Material shown: Begin
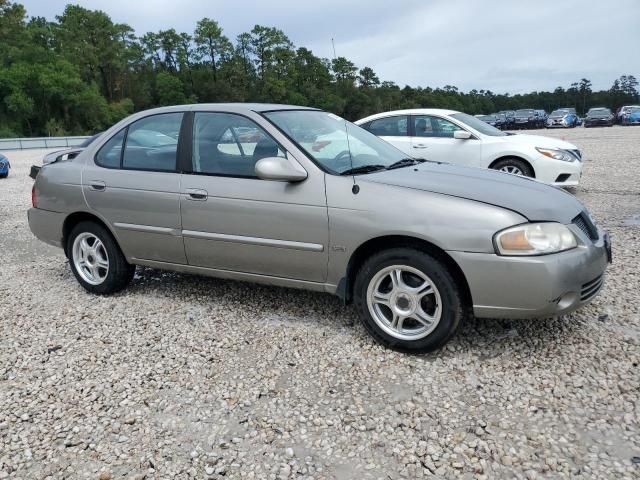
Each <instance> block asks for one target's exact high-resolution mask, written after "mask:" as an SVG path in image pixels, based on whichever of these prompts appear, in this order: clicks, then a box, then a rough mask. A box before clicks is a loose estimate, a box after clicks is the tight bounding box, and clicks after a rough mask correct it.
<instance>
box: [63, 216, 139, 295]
mask: <svg viewBox="0 0 640 480" xmlns="http://www.w3.org/2000/svg"><path fill="white" fill-rule="evenodd" d="M83 233H90V234H92V235H95V236H96V237H97V238H98V239H99V240H100V241H101V242H102V244H103V245H104V248H105V250H106V253H107V259H108V262H109V269H108V272H107V275H106V277H105V279H104V280H103V281H102V283H100V284H98V285H94V284H91V283H89V282H87V281H86V280H85V279H84V278H82V275H81V274H80V273H79V272H78V270H77V269H76V266H75V263H74V259H73V251H72V249H73V244H74V241H75V239H76V238H77V237H78V235H80V234H83ZM66 253H67V258H68V259H69V265H70V266H71V271H72V272H73V274H74V276H75V277H76V279H77V280H78V282H79V283H80V285H82V286H83V287H84V289H85V290H87V291H88V292H91V293H96V294H99V295H109V294H111V293H116V292H119V291H120V290H122V289H124V288H125V287H126V286H127V285H128V284H129V282H131V280H132V279H133V275H134V273H135V270H136V267H135V265H131V264H129V263H128V262H127V260H126V258H125V257H124V255H123V254H122V251H121V250H120V247H119V246H118V244H117V243H116V241H115V239H114V238H113V236H112V235H111V232H109V231H108V230H107V229H105V228H104V227H103V226H102V225H99V224H97V223H94V222H90V221H89V222H80V223H78V224H77V225H76V226H75V227H73V229H72V230H71V232H70V233H69V237H68V238H67V245H66Z"/></svg>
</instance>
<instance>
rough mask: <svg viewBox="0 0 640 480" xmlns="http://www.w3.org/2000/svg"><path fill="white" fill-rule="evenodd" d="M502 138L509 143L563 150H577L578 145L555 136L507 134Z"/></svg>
mask: <svg viewBox="0 0 640 480" xmlns="http://www.w3.org/2000/svg"><path fill="white" fill-rule="evenodd" d="M498 138H502V139H503V141H505V142H509V143H516V144H518V145H528V146H531V147H540V148H561V149H563V150H577V148H578V147H576V146H575V145H573V144H572V143H569V142H565V141H564V140H558V139H557V138H551V137H543V136H542V135H520V134H515V135H509V136H506V137H498Z"/></svg>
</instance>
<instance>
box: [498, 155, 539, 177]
mask: <svg viewBox="0 0 640 480" xmlns="http://www.w3.org/2000/svg"><path fill="white" fill-rule="evenodd" d="M491 168H493V169H494V170H499V171H501V172H505V173H511V174H512V175H521V176H523V177H533V170H532V169H531V167H530V166H529V165H527V164H526V163H525V162H524V161H522V160H520V159H519V158H504V159H502V160H500V161H498V162H496V163H495V164H494V165H493V166H492V167H491Z"/></svg>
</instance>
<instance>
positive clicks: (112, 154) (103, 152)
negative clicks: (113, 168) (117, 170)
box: [96, 129, 126, 168]
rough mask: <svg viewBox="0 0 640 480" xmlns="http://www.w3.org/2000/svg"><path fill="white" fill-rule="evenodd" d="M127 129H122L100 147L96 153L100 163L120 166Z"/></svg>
mask: <svg viewBox="0 0 640 480" xmlns="http://www.w3.org/2000/svg"><path fill="white" fill-rule="evenodd" d="M125 131H126V129H122V130H120V131H119V132H118V133H116V134H115V135H114V136H113V137H111V138H110V139H109V140H108V141H107V143H105V144H104V145H103V146H102V147H101V148H100V150H99V151H98V153H97V155H96V163H97V164H98V165H100V166H101V167H105V168H120V158H121V156H122V144H123V143H124V135H125Z"/></svg>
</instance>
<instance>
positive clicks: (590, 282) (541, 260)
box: [449, 225, 610, 318]
mask: <svg viewBox="0 0 640 480" xmlns="http://www.w3.org/2000/svg"><path fill="white" fill-rule="evenodd" d="M569 228H571V229H572V231H574V233H575V234H576V237H577V238H578V239H579V245H578V247H577V248H574V249H573V250H569V251H566V252H560V253H556V254H552V255H541V256H537V257H502V256H499V255H495V254H488V253H470V252H449V254H450V255H451V256H452V257H453V259H454V260H455V261H456V262H457V263H458V265H459V266H460V268H461V269H462V271H463V273H464V275H465V277H466V279H467V282H468V284H469V289H470V290H471V297H472V299H473V311H474V314H475V316H476V317H478V318H538V317H551V316H555V315H562V314H566V313H569V312H572V311H573V310H576V309H577V308H580V307H582V306H583V305H586V304H587V303H589V302H590V301H591V300H592V299H593V298H594V297H595V296H596V294H597V293H598V292H599V291H600V289H601V288H602V285H603V284H604V272H605V270H606V268H607V264H608V261H609V259H610V255H609V254H610V246H609V245H608V242H609V240H608V235H607V234H606V233H605V232H604V231H602V230H601V229H598V239H597V240H596V241H595V242H592V241H591V240H590V239H589V238H588V237H587V236H586V235H585V234H584V233H583V232H582V231H581V230H580V229H578V228H577V227H575V226H574V225H570V226H569ZM608 252H609V253H608Z"/></svg>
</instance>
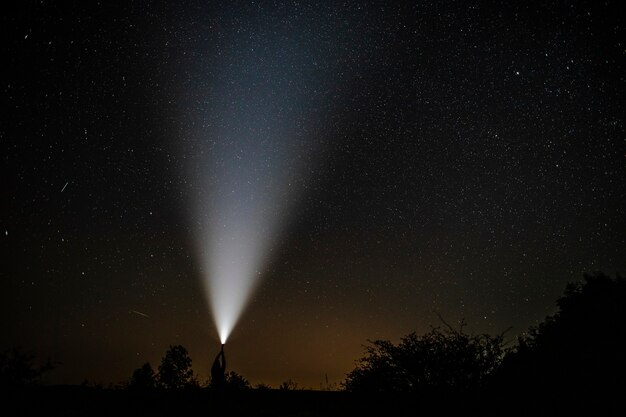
Material shown: End
* _Problem description_: Wherever a line of the records above contains the string "positive", copy that line out.

* _Response_:
positive clicks: (112, 154) (103, 152)
positive clicks: (590, 282) (541, 260)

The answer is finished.